== Required work ==
From the line with "Each instance receives one keypoint. Mark the teddy bear head" through the end of the records, write the lines out again with "sofa" swapped for "couch" and nothing else changed.

== Data to use ==
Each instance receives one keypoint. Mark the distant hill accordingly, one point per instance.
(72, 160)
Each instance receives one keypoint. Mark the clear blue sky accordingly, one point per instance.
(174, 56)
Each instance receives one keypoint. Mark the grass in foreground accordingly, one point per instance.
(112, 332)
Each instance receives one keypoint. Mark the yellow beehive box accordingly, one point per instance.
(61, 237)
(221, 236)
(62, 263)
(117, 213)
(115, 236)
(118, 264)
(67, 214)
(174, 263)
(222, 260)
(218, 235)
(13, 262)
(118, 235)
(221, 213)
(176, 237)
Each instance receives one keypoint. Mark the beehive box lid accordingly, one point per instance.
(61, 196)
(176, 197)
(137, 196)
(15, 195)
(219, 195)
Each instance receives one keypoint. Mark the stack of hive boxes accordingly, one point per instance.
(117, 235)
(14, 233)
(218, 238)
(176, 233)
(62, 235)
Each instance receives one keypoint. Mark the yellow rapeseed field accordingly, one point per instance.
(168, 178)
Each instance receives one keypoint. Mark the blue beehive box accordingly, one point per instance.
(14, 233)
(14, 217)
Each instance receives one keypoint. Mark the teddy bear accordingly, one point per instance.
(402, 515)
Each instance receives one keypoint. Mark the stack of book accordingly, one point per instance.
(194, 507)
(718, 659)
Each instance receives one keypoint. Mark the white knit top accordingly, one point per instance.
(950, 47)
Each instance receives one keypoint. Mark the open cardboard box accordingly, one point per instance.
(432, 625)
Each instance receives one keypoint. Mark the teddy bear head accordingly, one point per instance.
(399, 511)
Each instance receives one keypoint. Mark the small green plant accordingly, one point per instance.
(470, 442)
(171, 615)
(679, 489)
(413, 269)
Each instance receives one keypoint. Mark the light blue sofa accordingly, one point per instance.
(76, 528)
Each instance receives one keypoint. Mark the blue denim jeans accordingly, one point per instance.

== Response to this task ==
Each instance receives one keypoint. Mark the teddy bear head accordingly, one point per instance.
(399, 511)
Each instance receives one keypoint. Mark the small green plant accordingly, one point per instance.
(470, 442)
(171, 615)
(679, 489)
(413, 269)
Each instance receives one keypoint. Mark the light blue couch accordingly, one point per instance.
(76, 528)
Each instance receives one keypoint. Mark the blue denim jeans accordingly, one point per instance.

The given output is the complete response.